--- start of Material ---

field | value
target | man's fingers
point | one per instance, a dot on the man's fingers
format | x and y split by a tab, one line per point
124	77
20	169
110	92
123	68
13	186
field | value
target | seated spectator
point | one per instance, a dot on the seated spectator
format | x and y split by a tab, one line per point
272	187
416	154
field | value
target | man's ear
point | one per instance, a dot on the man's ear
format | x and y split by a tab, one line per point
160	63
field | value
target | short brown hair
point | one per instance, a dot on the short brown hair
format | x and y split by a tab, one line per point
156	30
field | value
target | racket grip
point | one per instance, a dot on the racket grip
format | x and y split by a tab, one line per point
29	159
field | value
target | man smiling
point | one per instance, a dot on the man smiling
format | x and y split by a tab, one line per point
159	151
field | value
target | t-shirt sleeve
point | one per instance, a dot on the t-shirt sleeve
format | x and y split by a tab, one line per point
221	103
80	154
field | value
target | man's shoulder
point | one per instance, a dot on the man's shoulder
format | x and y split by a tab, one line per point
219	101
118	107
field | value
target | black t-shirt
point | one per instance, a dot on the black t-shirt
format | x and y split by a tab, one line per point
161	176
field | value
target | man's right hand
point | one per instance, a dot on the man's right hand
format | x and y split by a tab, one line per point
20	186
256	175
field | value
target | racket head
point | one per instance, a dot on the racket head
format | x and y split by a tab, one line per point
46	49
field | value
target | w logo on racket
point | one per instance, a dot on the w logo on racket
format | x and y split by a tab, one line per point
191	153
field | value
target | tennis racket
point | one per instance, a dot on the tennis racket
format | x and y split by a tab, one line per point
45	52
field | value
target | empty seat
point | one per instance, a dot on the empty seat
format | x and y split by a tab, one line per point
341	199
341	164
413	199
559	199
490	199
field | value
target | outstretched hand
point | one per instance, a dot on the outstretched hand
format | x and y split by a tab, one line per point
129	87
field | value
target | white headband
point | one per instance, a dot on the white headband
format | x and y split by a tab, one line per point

--- end of Material ---

Output the whole listing above again, word for word.

field | value
target | man's fingers
point | one per instance, a dot on the man's fingers
format | x and y split by a tab, one line per point
124	77
20	169
110	92
123	68
13	186
field | value
target | seated spectator
point | one per instance, a dot on the seated spectator
format | x and y split by a tab, one line per point
272	187
416	154
field | value
target | man's ear
point | one per instance, a dot on the man's ear
format | x and y split by a tab, one line per point
160	63
field | value
target | short brown hair
point | one per instance, a dot on the short brown hair
format | x and y split by a tab, one line per point
156	30
field | value
target | racket grip
point | one per instance, a dot on the racket grip
format | x and y split by a tab, one line per point
29	159
field | value
target | man smiling
point | one per instance, a dot on the man smiling
format | x and y split by a tab, one line per point
159	151
field | value
target | t-shirt sleeve
point | one per instance, a dot on the t-shirt sleeve
format | x and y split by a tab, one line per point
221	103
80	154
field | value
target | man's shoulder
point | one per instance, a dot on the man's shoulder
format | x and y split by a tab, one line per point
219	101
118	107
field | value
target | black t-shirt
point | one per instance, a dot on the black t-shirt
format | x and y split by a tab, one line per point
161	176
field | value
target | man's right hand
point | one per instance, a dot on the man's right hand
format | x and y split by a tab, one line per point
20	186
256	175
field | value
target | racket head
point | one per instance, a dot on the racket head
format | x and y split by a tab, one line per point
46	49
field | value
target | w logo on racket
point | one per instance, a dot on the w logo on racket
format | x and y split by a tab, one line per point
191	153
field | value
target | tennis racket
point | one per instance, a dot on the tennis racket
format | x and y split by a tab, one line per point
45	52
field | value
target | empty seat
point | one per instance, a dot on the empty seat
format | x and y split by a tab, one line per point
341	199
341	164
413	199
559	199
490	199
field | value
target | outstretched hand
point | one per instance, a dot on the outstretched hand
format | x and y split by a tab, one line per point
129	87
field | value
target | white headband
point | one per instance, a dot on the white headband
format | x and y split by a tab, one line per point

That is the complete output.